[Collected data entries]
════
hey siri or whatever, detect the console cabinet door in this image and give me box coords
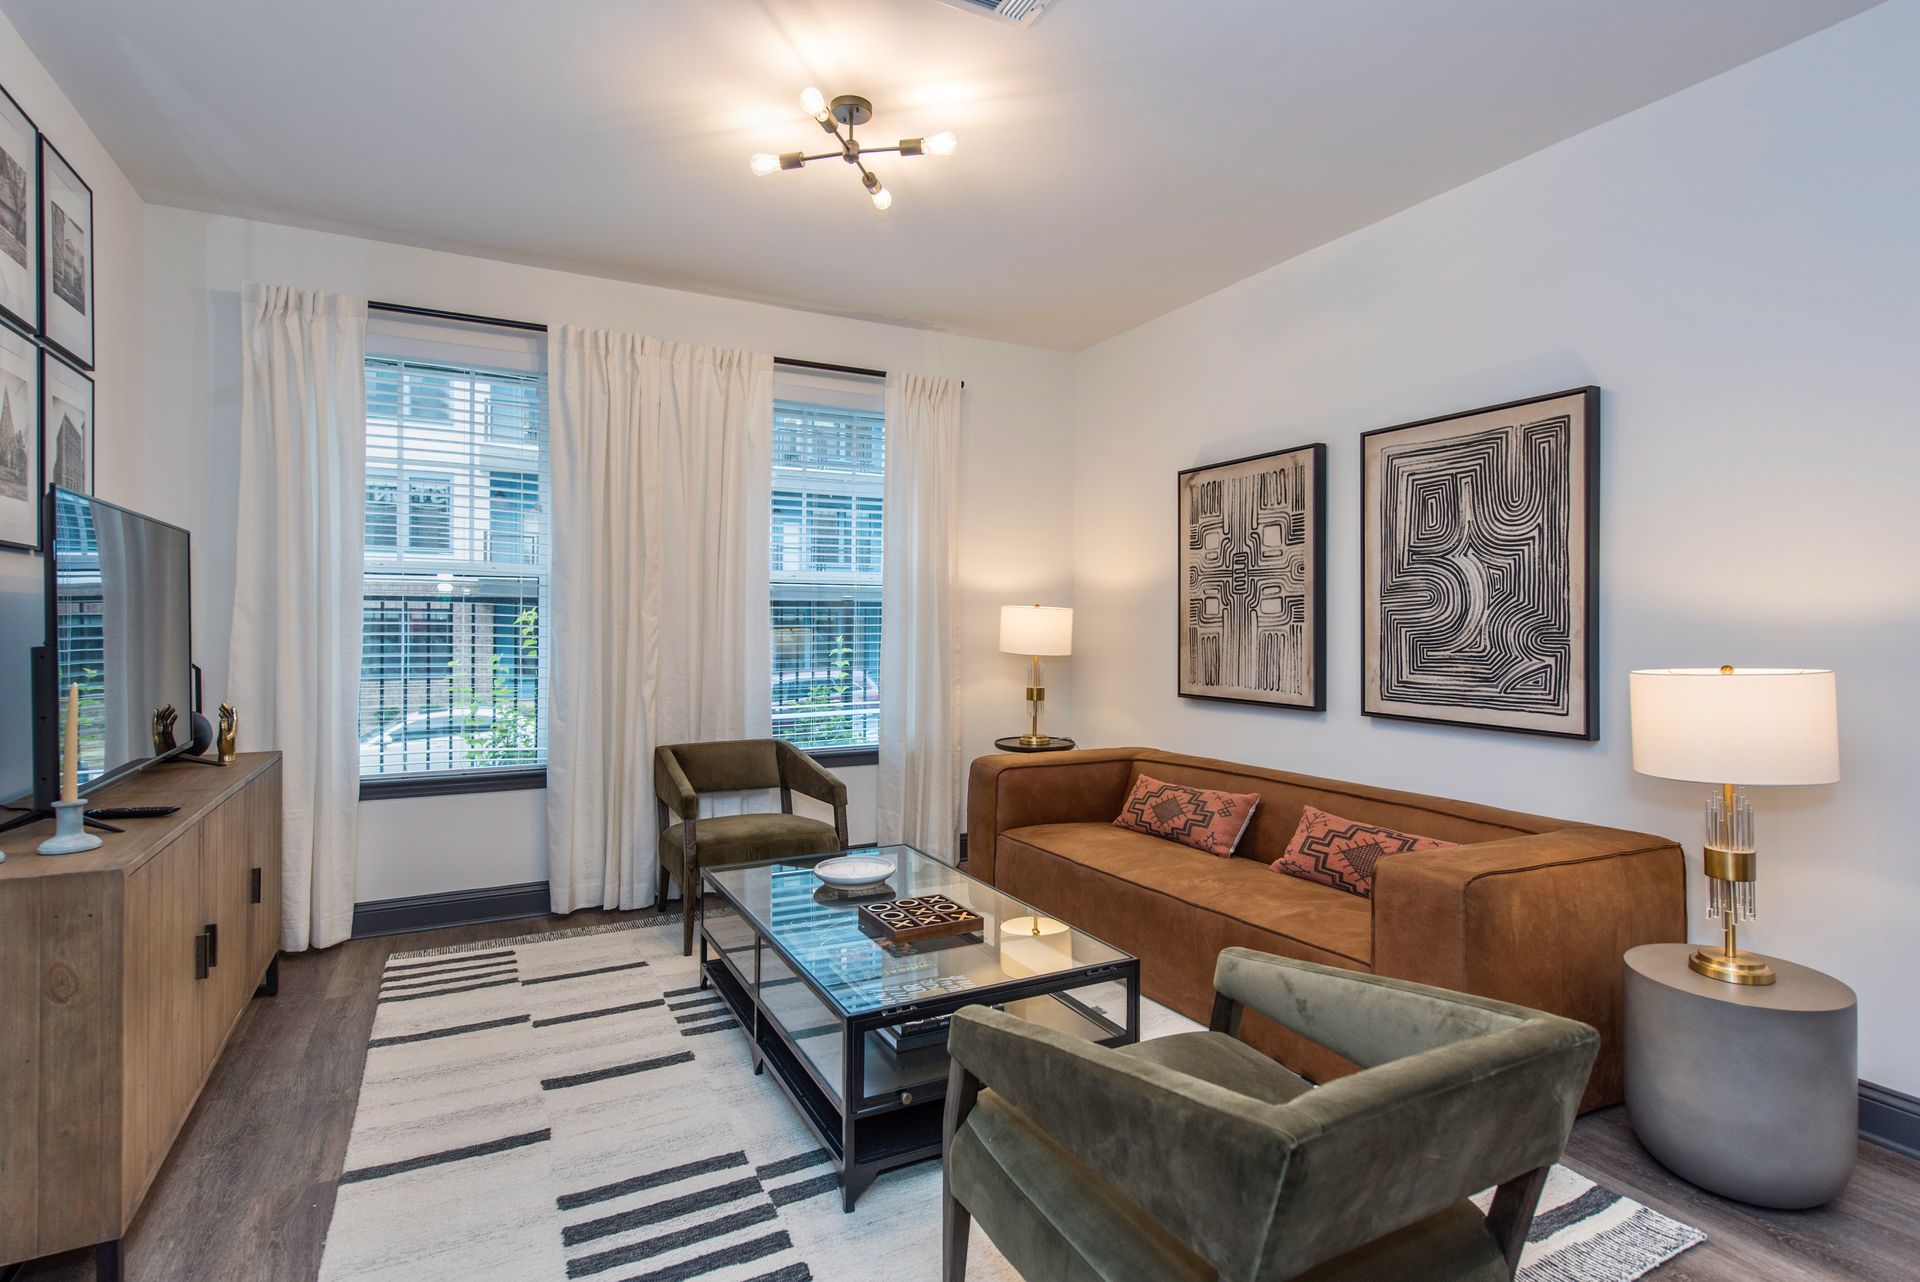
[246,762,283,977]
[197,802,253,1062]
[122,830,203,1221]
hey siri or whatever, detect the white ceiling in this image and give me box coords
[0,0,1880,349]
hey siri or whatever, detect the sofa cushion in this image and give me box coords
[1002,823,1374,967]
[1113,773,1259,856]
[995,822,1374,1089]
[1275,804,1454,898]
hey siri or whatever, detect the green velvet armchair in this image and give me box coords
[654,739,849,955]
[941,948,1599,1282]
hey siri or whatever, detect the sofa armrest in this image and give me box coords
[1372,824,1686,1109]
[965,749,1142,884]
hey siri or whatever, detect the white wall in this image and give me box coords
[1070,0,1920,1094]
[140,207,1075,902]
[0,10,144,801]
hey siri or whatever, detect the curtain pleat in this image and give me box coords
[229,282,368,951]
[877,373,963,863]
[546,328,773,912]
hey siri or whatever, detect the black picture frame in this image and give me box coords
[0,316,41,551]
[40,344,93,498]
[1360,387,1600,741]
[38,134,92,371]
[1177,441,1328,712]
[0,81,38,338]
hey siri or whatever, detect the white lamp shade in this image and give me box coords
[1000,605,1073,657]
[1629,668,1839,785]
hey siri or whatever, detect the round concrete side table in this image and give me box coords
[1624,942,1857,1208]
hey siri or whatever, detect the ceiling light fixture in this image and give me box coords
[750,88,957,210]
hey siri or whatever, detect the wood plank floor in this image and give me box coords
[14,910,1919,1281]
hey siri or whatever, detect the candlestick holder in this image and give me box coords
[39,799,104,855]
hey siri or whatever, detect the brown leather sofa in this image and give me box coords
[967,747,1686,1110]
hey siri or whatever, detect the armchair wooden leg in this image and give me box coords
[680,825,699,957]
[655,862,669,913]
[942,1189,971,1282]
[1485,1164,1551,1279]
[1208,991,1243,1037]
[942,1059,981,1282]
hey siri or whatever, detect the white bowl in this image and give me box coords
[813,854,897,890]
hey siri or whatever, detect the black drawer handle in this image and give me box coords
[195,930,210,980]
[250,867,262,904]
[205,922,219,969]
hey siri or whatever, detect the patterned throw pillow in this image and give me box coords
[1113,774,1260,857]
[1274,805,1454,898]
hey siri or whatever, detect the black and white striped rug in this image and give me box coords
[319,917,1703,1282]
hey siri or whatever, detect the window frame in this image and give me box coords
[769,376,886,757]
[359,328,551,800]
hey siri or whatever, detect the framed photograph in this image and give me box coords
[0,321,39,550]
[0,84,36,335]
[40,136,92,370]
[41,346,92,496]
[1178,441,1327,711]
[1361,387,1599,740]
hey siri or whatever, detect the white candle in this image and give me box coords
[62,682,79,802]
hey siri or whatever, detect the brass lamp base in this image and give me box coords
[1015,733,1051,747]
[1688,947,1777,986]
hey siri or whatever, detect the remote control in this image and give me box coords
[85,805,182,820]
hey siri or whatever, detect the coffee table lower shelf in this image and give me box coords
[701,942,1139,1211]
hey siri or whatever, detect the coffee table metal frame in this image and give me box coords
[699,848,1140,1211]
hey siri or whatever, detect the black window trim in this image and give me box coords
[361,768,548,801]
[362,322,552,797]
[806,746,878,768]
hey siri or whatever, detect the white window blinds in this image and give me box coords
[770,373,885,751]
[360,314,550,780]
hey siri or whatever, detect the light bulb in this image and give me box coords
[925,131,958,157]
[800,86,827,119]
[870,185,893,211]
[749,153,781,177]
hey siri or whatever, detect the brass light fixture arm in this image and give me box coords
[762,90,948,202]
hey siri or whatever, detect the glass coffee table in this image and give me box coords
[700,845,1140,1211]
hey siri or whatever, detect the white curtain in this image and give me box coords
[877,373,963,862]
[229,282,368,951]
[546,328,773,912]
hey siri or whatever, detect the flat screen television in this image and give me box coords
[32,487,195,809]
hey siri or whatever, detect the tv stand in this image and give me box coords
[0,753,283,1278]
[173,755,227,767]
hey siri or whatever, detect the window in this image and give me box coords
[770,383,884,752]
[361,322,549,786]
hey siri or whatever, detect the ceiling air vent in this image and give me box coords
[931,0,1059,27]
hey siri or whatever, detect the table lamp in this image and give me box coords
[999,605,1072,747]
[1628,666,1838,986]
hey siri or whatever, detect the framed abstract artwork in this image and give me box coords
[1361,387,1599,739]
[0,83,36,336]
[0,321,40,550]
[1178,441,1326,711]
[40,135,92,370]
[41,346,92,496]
════
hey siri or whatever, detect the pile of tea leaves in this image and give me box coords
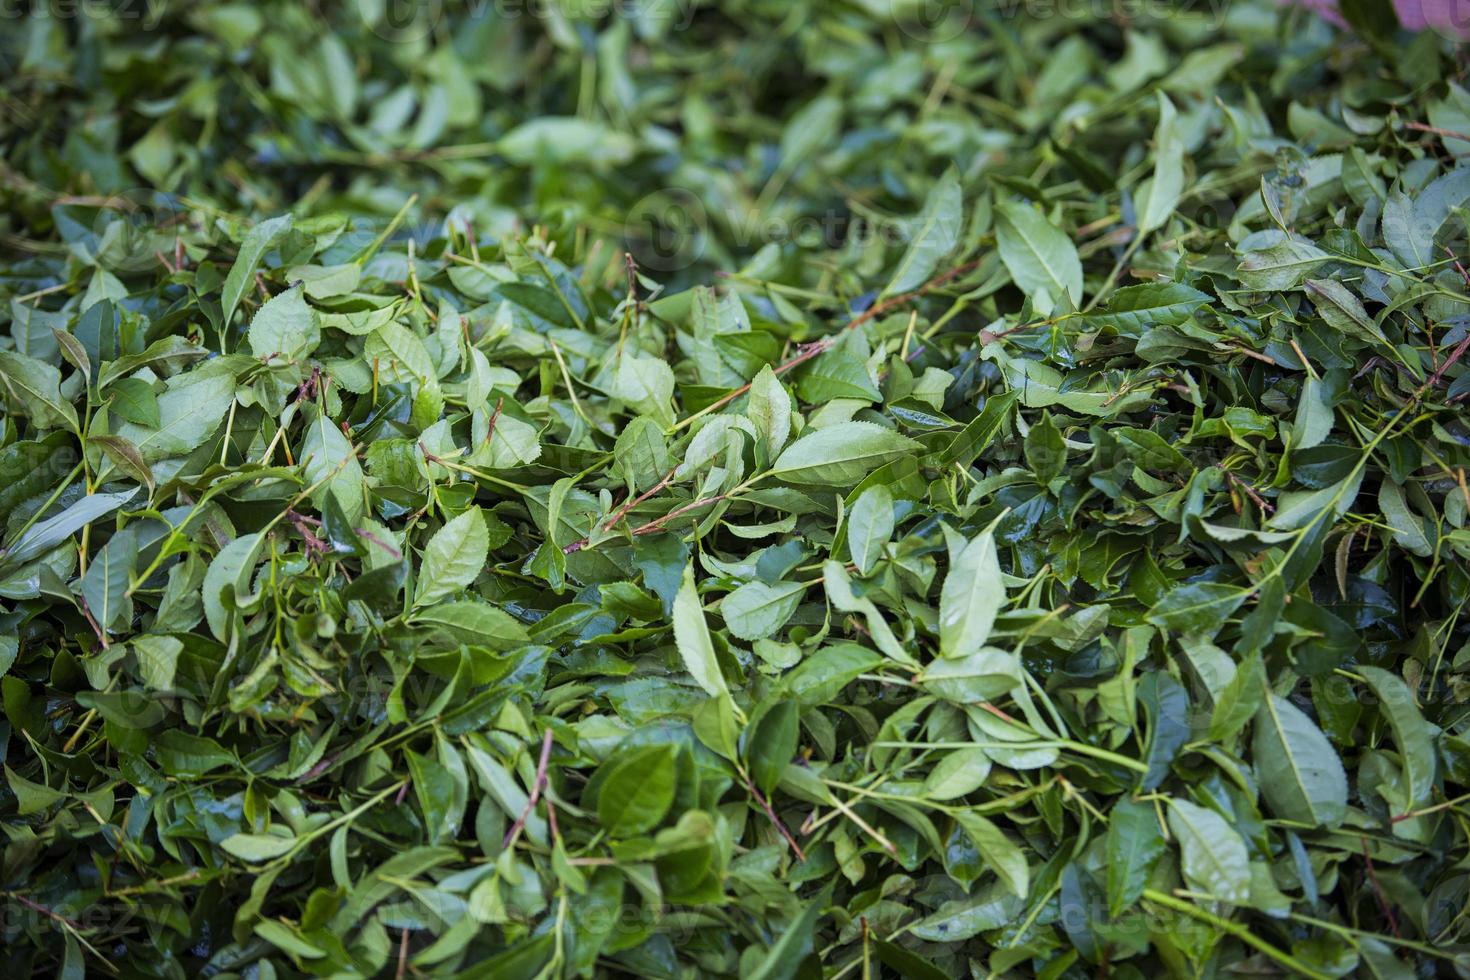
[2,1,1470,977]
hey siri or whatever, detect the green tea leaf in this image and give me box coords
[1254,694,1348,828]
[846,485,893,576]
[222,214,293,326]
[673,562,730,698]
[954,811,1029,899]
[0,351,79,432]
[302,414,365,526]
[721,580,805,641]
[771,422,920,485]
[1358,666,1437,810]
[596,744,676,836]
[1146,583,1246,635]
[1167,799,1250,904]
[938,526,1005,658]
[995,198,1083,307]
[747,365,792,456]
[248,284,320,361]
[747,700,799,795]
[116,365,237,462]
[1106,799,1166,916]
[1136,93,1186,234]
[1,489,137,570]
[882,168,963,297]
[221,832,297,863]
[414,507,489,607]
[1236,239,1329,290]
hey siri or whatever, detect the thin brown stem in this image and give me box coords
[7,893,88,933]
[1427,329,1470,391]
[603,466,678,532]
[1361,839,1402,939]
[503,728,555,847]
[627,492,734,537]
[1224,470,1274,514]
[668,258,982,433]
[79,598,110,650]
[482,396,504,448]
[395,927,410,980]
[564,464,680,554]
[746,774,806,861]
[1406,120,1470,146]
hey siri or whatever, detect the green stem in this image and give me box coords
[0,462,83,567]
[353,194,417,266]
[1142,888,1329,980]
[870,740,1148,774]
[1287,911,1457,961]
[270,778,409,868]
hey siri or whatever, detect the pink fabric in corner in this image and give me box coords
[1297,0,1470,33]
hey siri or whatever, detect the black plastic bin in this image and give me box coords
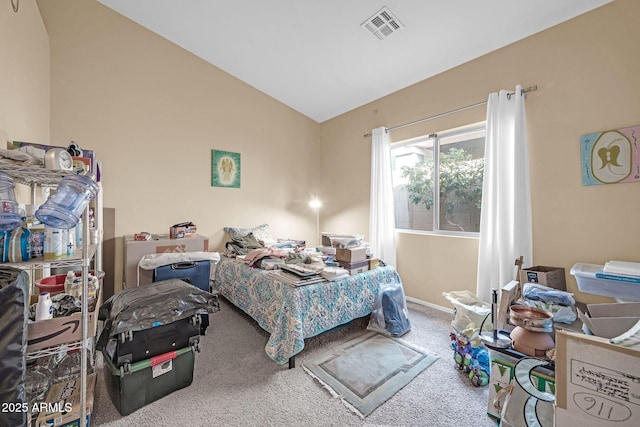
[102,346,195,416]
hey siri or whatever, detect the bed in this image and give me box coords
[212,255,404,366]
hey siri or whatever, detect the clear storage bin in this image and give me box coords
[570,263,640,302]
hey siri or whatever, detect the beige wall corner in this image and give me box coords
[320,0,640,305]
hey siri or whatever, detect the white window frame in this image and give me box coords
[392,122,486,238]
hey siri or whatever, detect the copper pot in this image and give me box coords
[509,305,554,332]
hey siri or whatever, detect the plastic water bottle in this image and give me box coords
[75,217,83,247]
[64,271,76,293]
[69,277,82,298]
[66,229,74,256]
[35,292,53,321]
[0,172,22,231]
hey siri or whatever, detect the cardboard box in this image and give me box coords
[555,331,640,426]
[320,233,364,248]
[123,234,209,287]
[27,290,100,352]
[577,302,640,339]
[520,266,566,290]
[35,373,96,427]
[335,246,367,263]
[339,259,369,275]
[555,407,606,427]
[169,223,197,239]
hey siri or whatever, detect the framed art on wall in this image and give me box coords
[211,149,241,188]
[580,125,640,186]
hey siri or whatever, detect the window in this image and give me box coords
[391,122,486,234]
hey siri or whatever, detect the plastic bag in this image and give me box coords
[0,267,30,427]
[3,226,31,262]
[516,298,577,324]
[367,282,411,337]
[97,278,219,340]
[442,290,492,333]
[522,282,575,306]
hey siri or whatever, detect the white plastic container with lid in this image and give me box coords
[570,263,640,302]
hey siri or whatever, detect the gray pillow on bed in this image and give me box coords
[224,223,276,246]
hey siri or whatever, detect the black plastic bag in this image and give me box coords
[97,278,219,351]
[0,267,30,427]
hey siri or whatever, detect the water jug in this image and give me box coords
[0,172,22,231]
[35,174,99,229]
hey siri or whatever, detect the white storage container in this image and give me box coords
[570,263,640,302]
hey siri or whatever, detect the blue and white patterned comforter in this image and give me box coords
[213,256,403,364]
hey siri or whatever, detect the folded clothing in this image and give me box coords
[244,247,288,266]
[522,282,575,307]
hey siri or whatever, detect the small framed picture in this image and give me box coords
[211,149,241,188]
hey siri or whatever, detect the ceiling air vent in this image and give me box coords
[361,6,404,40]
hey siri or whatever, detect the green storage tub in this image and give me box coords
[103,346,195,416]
════
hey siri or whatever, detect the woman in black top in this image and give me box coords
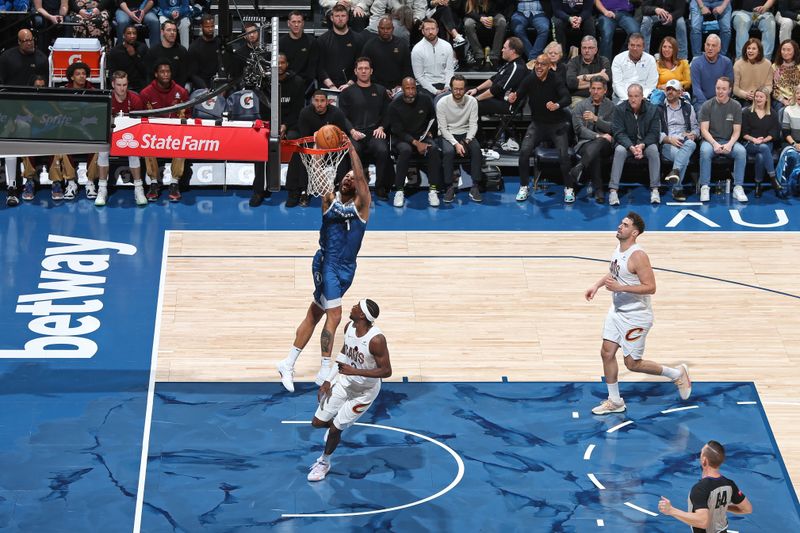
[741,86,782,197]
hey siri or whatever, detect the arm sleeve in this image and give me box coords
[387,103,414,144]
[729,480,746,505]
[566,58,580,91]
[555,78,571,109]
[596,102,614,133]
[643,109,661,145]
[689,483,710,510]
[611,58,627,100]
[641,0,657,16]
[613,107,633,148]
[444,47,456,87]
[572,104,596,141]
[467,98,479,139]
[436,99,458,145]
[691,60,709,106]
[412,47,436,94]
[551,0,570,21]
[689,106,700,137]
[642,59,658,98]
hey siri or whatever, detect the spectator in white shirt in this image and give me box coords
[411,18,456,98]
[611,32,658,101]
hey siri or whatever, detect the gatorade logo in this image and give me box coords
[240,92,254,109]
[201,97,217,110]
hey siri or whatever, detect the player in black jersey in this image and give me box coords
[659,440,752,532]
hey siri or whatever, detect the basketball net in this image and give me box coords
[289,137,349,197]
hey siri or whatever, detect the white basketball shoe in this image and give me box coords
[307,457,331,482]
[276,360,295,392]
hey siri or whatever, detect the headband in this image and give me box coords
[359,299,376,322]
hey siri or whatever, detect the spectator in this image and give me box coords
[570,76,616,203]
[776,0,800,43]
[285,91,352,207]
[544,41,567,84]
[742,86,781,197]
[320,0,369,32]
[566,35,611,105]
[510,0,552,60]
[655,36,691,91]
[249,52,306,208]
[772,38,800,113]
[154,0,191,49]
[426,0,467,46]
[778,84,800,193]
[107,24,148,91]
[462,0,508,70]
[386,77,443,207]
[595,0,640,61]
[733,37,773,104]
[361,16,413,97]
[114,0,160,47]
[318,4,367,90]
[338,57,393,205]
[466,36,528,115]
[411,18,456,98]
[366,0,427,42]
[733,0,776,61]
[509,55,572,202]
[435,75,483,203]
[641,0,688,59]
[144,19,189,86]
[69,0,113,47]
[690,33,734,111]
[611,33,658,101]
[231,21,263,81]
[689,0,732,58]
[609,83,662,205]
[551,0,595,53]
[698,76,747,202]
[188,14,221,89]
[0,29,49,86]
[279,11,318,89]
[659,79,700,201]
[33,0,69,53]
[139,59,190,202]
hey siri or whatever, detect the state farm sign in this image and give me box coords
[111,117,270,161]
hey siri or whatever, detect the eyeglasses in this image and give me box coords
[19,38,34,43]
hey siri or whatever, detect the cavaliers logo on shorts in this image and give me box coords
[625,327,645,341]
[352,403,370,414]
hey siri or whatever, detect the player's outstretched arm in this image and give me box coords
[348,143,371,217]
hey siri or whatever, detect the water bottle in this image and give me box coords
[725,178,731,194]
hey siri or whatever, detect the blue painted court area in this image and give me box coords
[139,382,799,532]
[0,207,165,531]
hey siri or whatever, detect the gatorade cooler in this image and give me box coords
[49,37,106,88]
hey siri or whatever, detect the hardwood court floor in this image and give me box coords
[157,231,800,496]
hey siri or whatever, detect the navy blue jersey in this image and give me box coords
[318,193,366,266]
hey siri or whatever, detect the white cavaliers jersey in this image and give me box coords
════
• **WHAT TO DO**:
Return, unchanged, the run of lines above that opens with the line containing "hey siri or whatever, detect the white basketball" and closes with the line containing "hey siri or whatever, detect the white cavaliers". Include both.

• **WRITTEN SOLUTION**:
hey siri or whatever, detect the white basketball shoe in this image and give me box coords
[307,457,331,482]
[276,360,295,392]
hey siri or whatever, detect the headband in this image and give me box coords
[359,299,376,322]
hey siri or whatever, detect the spectator in this image and give me box coords
[570,76,616,203]
[776,0,800,43]
[285,91,352,207]
[544,41,567,84]
[742,86,781,197]
[320,0,369,32]
[566,35,611,105]
[510,0,552,60]
[655,36,691,91]
[249,52,306,208]
[772,38,800,113]
[154,0,191,49]
[426,0,467,46]
[778,84,800,193]
[107,24,148,91]
[462,0,508,70]
[386,77,443,207]
[595,0,640,61]
[733,37,773,104]
[361,16,413,97]
[114,0,160,47]
[318,4,367,90]
[338,57,393,205]
[466,36,528,115]
[411,18,456,98]
[366,0,427,42]
[733,0,776,61]
[509,55,572,202]
[435,75,483,203]
[641,0,688,59]
[144,19,189,86]
[69,0,113,47]
[690,33,734,111]
[611,33,658,101]
[231,21,263,81]
[689,0,732,58]
[609,83,662,205]
[551,0,595,53]
[698,76,747,202]
[188,14,221,89]
[0,29,49,86]
[279,11,318,89]
[659,79,700,201]
[33,0,69,53]
[139,59,190,202]
hey siri or whatever, detect the state farm sign in this image and give me box coords
[111,117,270,161]
hey siri or whatever, detect the eyeglasses in this image and give me box coords
[19,38,34,43]
hey siri or whatever, detect the cavaliers logo on shorts in this image and give me box coords
[625,327,645,341]
[352,403,370,414]
hey siri or whatever, detect the player's outstretched arm in this image and give me box coords
[348,143,371,217]
hey siri or whatever, detect the water bottle in this image and give me box coords
[725,178,731,194]
hey siri or whatever, detect the blue painted court area in this image and give me box coords
[139,382,799,532]
[0,207,165,531]
hey siri or whatever, detect the gatorade cooler in this image and give me box coords
[49,37,106,88]
hey siri or whatever, detect the hardwood court floor in this image and give me box coords
[157,231,800,496]
hey siri or whatever, detect the navy blue jersey in this image and give me box coords
[318,193,366,266]
hey siri or whatever, detect the white cavaliers jersey in this image and give me box coords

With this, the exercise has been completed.